# Direction
Copy the lines below from the one containing "point at the dark cloud" through the one containing "<point>92,8</point>", including both, and leave out the pictures.

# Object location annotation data
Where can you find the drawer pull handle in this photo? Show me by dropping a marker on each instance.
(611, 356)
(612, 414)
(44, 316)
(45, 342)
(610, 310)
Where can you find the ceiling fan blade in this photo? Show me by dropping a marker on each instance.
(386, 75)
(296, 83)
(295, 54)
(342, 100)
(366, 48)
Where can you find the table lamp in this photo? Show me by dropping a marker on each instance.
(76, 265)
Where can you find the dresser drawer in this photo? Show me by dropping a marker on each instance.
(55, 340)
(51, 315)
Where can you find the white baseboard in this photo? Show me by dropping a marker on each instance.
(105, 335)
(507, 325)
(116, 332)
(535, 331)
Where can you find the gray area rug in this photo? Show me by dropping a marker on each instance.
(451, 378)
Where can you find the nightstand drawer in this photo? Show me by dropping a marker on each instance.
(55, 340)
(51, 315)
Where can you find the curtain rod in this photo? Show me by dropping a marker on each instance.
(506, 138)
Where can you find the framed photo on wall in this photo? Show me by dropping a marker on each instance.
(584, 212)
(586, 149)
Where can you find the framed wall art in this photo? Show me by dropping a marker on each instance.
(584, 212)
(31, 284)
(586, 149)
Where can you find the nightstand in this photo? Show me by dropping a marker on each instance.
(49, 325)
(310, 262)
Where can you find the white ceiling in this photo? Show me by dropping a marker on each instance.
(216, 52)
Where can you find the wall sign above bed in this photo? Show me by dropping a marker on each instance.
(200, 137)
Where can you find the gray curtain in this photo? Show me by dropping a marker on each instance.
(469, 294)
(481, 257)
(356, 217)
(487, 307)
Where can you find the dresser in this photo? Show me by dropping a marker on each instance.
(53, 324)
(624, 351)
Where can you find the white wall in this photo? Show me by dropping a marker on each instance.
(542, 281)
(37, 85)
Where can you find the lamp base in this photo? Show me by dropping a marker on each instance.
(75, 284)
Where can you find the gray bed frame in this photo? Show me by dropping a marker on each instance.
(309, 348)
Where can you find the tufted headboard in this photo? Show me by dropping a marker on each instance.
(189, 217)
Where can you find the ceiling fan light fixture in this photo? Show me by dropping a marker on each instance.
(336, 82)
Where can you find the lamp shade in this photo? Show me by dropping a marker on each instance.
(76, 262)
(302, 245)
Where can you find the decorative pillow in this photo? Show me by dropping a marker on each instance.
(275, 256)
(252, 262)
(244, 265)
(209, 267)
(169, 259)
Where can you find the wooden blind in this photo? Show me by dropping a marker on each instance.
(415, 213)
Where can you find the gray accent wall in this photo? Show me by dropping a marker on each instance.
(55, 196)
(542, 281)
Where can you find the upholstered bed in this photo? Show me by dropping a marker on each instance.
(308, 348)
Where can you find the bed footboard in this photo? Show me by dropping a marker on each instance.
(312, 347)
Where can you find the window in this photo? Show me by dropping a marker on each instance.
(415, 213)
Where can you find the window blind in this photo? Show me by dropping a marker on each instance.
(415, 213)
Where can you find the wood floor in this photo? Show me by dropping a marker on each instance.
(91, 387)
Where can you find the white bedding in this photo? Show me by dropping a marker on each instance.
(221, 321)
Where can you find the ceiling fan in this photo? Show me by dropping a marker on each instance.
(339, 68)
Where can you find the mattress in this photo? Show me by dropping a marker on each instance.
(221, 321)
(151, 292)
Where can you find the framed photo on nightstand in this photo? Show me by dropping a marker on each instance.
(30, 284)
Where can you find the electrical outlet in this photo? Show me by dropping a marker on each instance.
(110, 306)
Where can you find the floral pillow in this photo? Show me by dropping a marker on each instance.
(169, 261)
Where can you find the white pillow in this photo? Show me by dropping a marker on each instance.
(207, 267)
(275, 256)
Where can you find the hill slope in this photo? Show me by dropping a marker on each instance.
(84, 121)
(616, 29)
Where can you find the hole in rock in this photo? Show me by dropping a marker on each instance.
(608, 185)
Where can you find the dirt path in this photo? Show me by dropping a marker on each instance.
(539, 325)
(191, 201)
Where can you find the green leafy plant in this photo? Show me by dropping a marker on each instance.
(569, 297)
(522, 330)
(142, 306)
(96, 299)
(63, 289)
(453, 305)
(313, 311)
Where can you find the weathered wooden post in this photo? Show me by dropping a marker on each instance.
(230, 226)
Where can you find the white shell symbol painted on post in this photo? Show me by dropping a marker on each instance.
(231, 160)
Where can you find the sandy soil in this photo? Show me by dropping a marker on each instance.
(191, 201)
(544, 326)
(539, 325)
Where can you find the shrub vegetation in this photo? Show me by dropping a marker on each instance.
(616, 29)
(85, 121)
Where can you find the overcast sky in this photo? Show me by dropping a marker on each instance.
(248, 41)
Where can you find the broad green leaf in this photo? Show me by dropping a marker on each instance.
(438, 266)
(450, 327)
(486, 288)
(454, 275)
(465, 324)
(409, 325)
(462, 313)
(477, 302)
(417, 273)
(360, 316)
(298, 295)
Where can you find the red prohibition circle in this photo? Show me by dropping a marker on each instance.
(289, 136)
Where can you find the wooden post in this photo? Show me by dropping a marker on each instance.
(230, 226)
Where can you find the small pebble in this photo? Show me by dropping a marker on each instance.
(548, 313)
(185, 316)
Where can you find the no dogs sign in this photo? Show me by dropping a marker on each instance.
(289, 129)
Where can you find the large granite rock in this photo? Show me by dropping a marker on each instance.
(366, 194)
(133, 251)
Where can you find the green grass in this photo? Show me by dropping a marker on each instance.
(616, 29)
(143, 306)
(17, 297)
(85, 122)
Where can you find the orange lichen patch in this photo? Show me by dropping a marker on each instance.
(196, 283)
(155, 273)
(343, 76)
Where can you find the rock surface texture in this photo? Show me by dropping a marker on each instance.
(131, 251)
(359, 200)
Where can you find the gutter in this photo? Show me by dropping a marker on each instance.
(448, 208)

...

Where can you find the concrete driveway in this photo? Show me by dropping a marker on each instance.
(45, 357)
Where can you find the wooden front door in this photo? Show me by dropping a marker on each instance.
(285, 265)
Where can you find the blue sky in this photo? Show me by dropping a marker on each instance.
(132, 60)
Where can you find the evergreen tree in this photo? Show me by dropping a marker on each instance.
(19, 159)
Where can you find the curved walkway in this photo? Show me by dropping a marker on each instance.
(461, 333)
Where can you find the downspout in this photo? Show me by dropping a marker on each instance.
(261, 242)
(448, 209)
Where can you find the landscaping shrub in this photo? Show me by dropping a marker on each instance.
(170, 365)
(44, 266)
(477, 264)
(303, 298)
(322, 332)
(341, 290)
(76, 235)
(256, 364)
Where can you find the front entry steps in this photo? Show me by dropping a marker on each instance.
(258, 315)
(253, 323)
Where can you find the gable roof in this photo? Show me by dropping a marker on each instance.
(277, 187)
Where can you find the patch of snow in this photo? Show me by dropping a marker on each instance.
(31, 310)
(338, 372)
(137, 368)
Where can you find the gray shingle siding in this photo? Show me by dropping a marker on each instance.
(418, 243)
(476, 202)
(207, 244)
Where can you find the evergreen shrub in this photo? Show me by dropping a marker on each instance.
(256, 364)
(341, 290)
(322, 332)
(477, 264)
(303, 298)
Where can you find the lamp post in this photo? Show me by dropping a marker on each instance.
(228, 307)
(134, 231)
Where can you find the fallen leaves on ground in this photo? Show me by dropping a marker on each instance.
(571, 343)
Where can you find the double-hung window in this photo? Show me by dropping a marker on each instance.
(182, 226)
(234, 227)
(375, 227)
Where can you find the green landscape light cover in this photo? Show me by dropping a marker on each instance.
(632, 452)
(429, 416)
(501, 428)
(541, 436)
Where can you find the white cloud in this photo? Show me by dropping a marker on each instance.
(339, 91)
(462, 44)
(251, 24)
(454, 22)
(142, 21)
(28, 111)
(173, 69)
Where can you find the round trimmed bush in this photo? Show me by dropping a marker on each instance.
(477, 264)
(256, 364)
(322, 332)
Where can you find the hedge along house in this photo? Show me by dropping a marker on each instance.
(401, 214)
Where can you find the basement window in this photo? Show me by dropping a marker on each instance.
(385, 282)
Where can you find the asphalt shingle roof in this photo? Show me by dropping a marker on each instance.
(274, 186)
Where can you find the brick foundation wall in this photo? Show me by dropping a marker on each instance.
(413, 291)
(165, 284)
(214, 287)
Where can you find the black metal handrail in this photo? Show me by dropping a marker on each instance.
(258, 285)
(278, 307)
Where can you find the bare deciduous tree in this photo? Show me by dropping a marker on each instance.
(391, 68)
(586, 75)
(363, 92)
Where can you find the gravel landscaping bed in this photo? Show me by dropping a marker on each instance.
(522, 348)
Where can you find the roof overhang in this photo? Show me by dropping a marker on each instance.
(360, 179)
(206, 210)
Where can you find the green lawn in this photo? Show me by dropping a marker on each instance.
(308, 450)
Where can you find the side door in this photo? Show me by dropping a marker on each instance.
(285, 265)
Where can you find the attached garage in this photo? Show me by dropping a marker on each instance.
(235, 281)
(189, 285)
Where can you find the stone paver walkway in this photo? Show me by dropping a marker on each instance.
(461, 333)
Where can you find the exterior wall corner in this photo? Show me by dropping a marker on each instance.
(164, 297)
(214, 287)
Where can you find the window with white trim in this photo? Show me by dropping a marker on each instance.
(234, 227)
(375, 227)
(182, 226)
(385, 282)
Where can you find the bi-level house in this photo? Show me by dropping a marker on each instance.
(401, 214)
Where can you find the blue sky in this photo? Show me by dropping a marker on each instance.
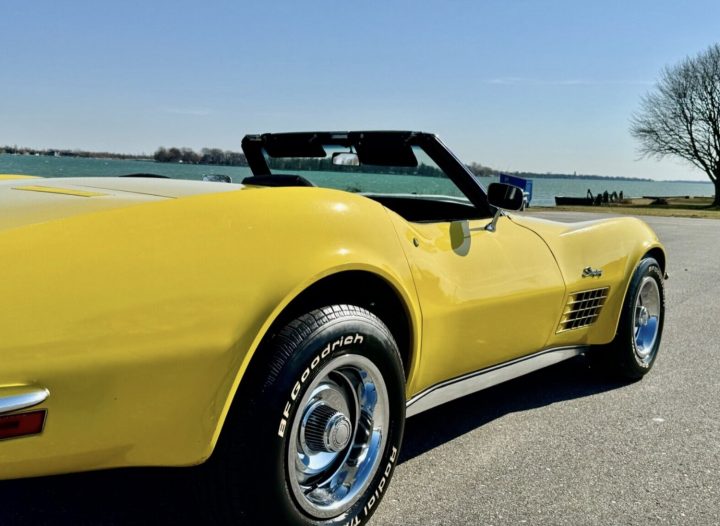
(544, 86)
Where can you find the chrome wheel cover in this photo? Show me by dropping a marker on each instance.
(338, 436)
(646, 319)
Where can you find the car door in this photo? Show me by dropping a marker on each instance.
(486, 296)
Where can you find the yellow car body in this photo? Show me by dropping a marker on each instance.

...

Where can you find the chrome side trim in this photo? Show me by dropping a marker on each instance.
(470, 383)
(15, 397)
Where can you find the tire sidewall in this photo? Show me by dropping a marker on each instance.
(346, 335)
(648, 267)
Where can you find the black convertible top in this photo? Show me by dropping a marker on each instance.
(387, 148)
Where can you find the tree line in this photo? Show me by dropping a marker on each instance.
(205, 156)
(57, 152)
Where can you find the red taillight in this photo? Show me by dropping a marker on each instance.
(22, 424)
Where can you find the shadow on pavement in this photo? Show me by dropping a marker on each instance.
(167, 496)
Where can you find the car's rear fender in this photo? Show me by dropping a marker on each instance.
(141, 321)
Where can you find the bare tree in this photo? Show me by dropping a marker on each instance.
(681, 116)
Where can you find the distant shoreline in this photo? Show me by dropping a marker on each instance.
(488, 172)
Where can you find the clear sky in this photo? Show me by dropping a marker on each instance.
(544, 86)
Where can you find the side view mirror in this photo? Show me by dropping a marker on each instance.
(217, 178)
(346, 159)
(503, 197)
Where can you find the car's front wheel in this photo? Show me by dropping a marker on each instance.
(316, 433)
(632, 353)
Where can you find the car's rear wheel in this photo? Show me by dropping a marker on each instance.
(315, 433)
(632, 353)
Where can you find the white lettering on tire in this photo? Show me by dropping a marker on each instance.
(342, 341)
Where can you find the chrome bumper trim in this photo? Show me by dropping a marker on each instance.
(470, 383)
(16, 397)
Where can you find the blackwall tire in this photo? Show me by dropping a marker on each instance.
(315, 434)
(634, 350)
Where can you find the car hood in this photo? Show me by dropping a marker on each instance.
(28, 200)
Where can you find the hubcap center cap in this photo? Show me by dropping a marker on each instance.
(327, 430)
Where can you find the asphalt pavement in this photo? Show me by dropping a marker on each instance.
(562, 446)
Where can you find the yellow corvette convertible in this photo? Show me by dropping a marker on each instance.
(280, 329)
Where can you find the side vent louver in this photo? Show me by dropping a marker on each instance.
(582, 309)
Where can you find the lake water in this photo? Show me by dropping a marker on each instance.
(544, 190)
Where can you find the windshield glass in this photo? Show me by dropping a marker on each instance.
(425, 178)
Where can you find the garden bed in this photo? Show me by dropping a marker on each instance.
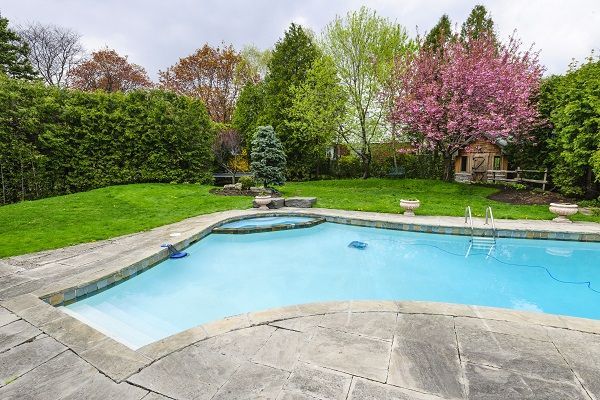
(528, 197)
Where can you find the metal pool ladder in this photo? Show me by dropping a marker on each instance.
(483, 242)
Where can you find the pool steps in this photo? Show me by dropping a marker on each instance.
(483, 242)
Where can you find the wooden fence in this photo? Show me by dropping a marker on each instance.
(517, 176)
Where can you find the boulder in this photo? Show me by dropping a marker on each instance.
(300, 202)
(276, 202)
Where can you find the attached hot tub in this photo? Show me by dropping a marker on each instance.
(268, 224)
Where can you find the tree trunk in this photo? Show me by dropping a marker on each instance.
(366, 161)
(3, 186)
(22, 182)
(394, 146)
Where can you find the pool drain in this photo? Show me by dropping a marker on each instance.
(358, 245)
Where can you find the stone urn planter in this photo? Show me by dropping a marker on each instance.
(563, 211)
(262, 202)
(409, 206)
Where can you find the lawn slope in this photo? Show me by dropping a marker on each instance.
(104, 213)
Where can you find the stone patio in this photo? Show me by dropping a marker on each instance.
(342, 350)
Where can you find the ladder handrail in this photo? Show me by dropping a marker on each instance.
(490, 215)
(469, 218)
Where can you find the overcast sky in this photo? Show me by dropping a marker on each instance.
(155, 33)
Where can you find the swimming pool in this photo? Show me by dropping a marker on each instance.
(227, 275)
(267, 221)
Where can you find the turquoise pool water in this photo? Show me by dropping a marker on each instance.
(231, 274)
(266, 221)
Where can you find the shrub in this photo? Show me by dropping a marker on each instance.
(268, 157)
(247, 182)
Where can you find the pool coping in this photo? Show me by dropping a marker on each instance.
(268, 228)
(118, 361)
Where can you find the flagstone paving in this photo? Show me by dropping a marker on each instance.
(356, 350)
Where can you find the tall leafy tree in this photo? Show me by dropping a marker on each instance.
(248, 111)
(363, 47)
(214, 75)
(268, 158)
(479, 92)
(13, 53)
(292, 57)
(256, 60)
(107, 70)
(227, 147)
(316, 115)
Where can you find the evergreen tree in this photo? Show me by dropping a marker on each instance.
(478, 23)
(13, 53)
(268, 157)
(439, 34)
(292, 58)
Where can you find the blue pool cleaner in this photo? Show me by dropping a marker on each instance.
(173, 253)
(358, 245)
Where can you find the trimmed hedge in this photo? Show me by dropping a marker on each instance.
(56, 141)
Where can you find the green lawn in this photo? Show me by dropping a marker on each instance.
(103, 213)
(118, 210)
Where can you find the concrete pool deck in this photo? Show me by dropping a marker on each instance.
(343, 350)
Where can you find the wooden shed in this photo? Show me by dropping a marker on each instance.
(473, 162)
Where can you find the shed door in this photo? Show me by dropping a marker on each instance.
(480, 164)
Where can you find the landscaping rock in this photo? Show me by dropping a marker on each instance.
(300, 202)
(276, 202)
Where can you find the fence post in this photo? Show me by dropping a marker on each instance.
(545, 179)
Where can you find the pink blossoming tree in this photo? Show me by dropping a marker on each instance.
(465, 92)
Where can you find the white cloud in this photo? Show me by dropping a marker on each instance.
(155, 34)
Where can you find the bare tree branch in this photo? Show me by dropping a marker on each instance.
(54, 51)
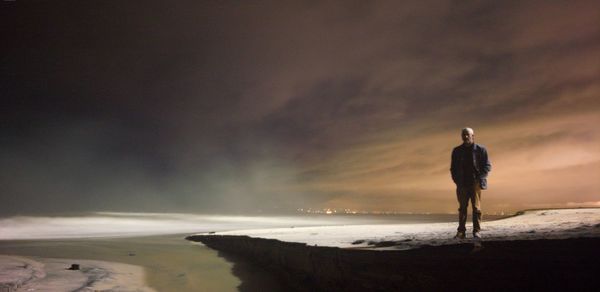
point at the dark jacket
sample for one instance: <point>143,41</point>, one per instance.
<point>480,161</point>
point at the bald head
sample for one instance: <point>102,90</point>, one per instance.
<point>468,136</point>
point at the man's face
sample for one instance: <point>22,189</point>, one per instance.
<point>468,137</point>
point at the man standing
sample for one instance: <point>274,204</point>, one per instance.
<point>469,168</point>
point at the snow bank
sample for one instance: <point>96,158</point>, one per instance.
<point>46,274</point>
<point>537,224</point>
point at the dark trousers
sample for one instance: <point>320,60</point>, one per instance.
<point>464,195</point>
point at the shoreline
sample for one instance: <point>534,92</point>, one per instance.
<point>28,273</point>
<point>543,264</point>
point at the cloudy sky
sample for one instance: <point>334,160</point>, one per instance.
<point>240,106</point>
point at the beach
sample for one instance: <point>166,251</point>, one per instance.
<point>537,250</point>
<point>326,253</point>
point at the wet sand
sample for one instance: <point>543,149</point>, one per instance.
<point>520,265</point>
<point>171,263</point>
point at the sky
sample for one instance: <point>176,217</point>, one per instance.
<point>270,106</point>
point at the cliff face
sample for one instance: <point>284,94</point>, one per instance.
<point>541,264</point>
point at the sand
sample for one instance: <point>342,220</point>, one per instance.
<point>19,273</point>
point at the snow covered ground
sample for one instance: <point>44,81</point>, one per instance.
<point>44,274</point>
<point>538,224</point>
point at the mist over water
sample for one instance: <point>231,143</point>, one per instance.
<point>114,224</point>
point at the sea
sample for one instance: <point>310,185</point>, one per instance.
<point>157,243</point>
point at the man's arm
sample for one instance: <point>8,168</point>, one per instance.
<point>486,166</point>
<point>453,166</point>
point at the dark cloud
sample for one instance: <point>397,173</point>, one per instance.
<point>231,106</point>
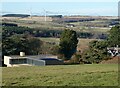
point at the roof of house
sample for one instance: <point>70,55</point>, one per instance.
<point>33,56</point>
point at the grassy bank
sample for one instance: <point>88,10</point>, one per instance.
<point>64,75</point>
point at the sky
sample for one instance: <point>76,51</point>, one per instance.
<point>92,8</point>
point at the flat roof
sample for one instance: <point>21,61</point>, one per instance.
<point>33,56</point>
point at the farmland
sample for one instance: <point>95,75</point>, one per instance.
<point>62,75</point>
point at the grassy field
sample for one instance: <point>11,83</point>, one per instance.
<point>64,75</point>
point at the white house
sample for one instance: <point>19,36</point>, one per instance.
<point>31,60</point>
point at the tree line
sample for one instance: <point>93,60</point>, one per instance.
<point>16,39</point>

# Answer
point at the dark cloud
sample for one instance: <point>397,173</point>, one per instance.
<point>231,106</point>
point at the roof of house
sample for one instance: <point>70,55</point>, one per instance.
<point>33,56</point>
point at the grassy bank
sample for one instance: <point>88,10</point>, one per instance.
<point>64,75</point>
point at the sky
sample for one instance: <point>76,51</point>, one per instance.
<point>92,8</point>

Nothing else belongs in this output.